§ **Texto de lectura**:

-.-.-

Esto es apenas la punta del iceberg. Larouche ha disparado muchísimas más
acusaciones sobre complots que, en el clásico estilo conspiranoico, forman
parte de un plan unificado, y como no podía ser de otra manera, incluye a los
illuminati y a cultos satánicos.
En
EE.UU., predomina aquello que el politólogo Richard Hofstadter llamó el “estilo
paranoico de la política”, del cual Larouche es el máximo representante. En
América Latina, este estilo no es tan prominente. Pero Chávez, por encima de
cualquier otro caudillo de nuestra región, se encargó de popularizarlo. Fueron
muchas las teorías conspiranoicas defendidas por Chávez, y sus seguidores se
encargaron de expandirlas: el hombre nunca llegó a la luna; a Bolívar lo
mataron; en Marte hubo vida pero el capitalismo acabó con ella (al principio,
yo pensé que Chávez lo decía en broma, pero luego descubrí que muchos de sus
seguidores se lo tomaban en serio); la CIA inoculó el cáncer a varios
mandatarios en nuestra región; el reggeaeton es un invento yankee para degradar
a nuestra juventud; Roosevelt sabía sobre el ataque a Pearl Harbor y no hizo
nada. Y, por supuesto, Chávez convirtió en rutina alegar que había un complot
para asesinarlo, sin jamás ofrecer evidencia o precisar detalles.

-.-.-

§ **Datos**:
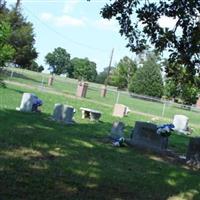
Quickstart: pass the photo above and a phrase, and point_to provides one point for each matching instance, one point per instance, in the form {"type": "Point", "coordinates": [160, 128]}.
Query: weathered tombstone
{"type": "Point", "coordinates": [117, 130]}
{"type": "Point", "coordinates": [57, 113]}
{"type": "Point", "coordinates": [119, 110]}
{"type": "Point", "coordinates": [50, 81]}
{"type": "Point", "coordinates": [93, 115]}
{"type": "Point", "coordinates": [180, 123]}
{"type": "Point", "coordinates": [103, 91]}
{"type": "Point", "coordinates": [144, 135]}
{"type": "Point", "coordinates": [67, 114]}
{"type": "Point", "coordinates": [26, 102]}
{"type": "Point", "coordinates": [198, 103]}
{"type": "Point", "coordinates": [193, 152]}
{"type": "Point", "coordinates": [82, 89]}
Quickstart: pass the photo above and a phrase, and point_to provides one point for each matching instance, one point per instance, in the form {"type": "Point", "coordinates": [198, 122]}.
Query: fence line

-.-.-

§ **Consigna**:
Devuelve sin cambios el fragmento del texto sobre las teorías conspiranoicas que comienza en las palabras "Esto es apenas" y termina después de "a cultos satánicos.".

§ **Respuesta**:
Esto es apenas la punta del iceberg. Larouche ha disparado muchísimas más
acusaciones sobre complots que, en el clásico estilo conspiranoico, forman
parte de un plan unificado, y como no podía ser de otra manera, incluye a los
illuminati y a cultos satánicos.